- [Records]

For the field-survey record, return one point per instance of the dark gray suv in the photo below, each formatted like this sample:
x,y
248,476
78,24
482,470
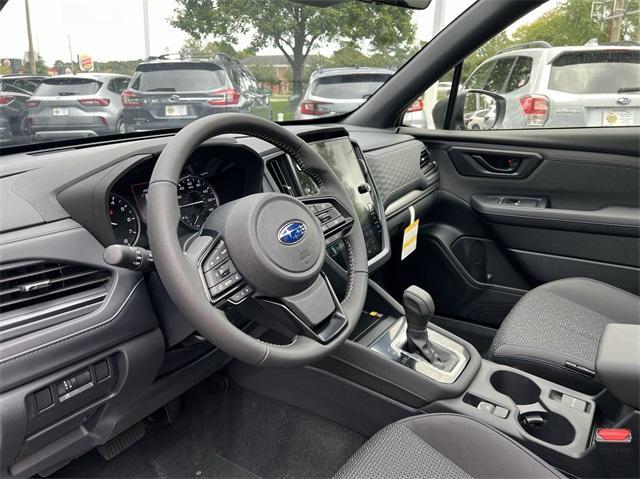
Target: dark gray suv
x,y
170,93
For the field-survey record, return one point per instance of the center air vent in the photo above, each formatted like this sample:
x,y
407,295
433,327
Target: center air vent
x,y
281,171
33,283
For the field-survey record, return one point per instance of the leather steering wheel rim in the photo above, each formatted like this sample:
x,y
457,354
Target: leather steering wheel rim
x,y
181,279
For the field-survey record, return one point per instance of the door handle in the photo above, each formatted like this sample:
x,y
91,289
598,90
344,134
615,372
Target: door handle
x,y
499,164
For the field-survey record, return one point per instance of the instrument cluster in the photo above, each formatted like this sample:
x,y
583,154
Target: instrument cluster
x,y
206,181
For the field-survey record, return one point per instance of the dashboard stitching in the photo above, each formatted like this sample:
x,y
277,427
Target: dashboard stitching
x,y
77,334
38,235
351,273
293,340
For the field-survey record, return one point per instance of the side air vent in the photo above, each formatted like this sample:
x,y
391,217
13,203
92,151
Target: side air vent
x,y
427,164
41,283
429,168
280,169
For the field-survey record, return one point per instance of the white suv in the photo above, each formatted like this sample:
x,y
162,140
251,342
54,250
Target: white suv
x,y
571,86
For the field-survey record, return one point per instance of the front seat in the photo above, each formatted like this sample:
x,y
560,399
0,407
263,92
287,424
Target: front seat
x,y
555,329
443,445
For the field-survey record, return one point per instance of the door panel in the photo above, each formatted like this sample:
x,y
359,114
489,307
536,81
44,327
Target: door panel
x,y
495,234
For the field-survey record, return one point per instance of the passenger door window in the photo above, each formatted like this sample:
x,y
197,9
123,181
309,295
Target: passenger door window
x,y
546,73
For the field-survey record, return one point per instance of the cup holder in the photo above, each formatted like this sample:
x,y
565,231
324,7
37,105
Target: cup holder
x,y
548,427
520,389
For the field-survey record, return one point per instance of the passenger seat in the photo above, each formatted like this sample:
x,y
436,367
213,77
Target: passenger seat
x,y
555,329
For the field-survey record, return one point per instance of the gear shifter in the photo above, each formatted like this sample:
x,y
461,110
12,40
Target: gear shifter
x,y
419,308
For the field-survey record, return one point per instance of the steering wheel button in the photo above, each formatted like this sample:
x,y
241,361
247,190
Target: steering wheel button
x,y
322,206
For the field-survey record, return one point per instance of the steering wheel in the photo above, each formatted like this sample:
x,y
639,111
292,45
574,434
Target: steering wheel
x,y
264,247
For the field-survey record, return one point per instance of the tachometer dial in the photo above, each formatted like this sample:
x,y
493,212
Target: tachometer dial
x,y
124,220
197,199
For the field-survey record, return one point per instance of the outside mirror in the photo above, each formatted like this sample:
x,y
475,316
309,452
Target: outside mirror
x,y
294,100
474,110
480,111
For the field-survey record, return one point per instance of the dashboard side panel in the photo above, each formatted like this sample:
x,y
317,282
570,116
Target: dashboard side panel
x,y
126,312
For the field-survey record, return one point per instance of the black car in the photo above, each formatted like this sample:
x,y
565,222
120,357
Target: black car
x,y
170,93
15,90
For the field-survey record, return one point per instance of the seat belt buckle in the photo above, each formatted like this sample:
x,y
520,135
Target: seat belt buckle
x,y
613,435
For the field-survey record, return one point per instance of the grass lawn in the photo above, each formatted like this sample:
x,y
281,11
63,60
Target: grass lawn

- [Written problem]
Copy out the material word for word, from the line containing "wheel button in" through the end of the material, including both ends.

- [Written response]
For the field-survey record, return one point per instance of the steering wheel button in the photo above, each formatted like this sample:
x,y
241,361
247,190
Target: steering wheel button
x,y
322,206
For the field-survey record, return one point per instance of the steering wheel in the photo above, each formatted like this sample:
x,y
639,111
292,45
574,434
Target: steering wheel
x,y
264,247
For the field-survey record, return one point per instance of the tachometer dial in the photo above, each formatted like this sample:
x,y
493,212
Target: tachometer dial
x,y
124,220
197,199
For the field-survey record, return one point per instance of the outside mirror in the photo above, each formatted like this sample:
x,y
475,316
309,452
Target: outside mirror
x,y
294,100
474,110
480,111
For the field-survey record, return one point per instance of the dashboard side panel in the photo above, each formatted like this sample:
x,y
317,282
570,116
Target: dashboard side panel
x,y
126,312
For the field-survey record, return one point per instance of the black car in the photo above, each formatted like this sample:
x,y
565,222
120,357
Target: black car
x,y
170,93
15,90
For the field-survey record, return one point per instance of the seat belt buckle in the photo above, each formatted like this sample:
x,y
520,135
Target: seat belt buckle
x,y
613,435
For the field-survey record, return one point per instance of the grass lawn in the photo above, each formatted like this sample:
x,y
281,11
63,60
Target: grass lawn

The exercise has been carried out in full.